Short problem -
Copy out every line in the material that contains the word "rocky".

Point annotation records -
......
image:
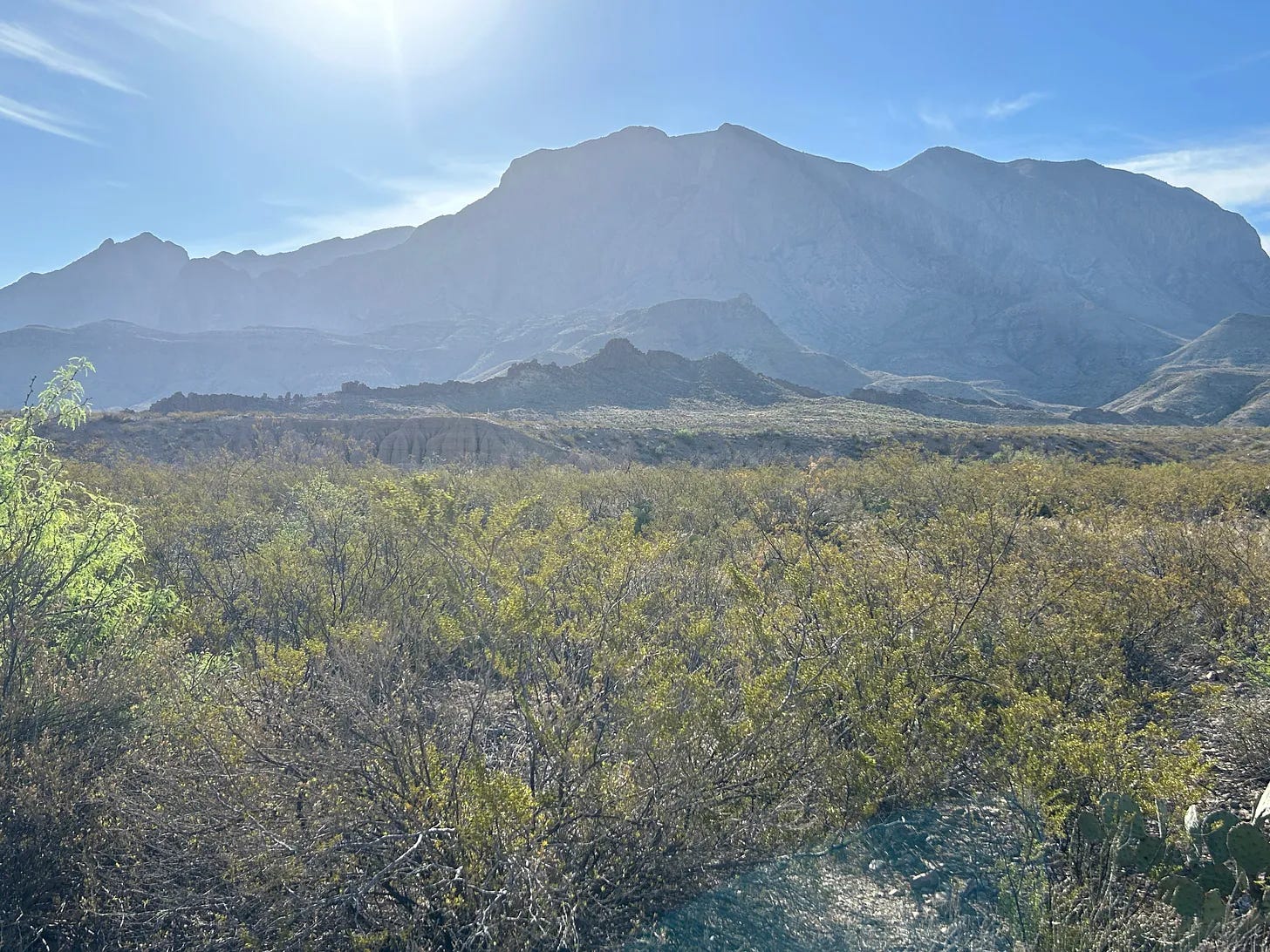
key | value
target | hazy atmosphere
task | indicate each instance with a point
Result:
(230, 125)
(634, 476)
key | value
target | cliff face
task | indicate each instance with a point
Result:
(1220, 377)
(400, 442)
(1063, 281)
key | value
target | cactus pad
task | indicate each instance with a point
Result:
(1248, 848)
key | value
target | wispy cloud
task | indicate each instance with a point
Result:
(406, 202)
(1003, 109)
(145, 19)
(1234, 174)
(949, 119)
(24, 44)
(37, 119)
(936, 119)
(394, 202)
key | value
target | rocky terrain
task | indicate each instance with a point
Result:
(618, 375)
(1220, 377)
(1063, 282)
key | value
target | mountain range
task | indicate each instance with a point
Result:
(618, 375)
(1061, 282)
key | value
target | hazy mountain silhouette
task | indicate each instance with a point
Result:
(1064, 281)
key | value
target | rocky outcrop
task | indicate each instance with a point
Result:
(1064, 281)
(1220, 377)
(400, 442)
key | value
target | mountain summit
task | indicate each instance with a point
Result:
(1064, 281)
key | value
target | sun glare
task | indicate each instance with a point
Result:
(411, 37)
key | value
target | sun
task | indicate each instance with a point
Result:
(371, 36)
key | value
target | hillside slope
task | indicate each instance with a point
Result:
(1220, 377)
(1064, 281)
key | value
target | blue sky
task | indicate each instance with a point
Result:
(268, 123)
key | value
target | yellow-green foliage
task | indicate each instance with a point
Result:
(526, 707)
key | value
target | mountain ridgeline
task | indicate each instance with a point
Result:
(618, 375)
(1063, 282)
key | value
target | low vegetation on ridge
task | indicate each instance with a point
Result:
(268, 704)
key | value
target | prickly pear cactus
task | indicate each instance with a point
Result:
(1212, 876)
(1214, 907)
(1248, 848)
(1261, 810)
(1184, 895)
(1217, 826)
(1122, 813)
(1089, 826)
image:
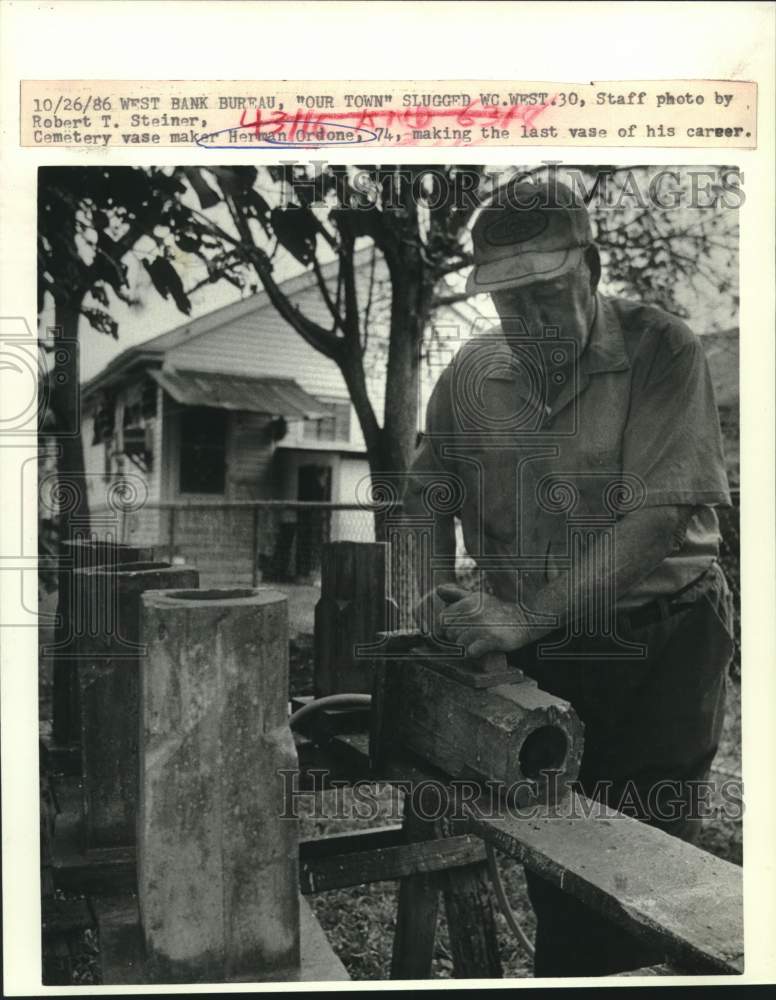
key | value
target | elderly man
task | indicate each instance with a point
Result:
(583, 441)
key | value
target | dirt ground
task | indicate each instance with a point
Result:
(360, 921)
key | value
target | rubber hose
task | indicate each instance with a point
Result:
(328, 701)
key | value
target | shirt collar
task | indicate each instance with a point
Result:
(605, 350)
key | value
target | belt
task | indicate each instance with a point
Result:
(659, 609)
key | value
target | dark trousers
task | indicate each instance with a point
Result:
......
Correct answer -
target | rocky terrain
target | rocky outcrop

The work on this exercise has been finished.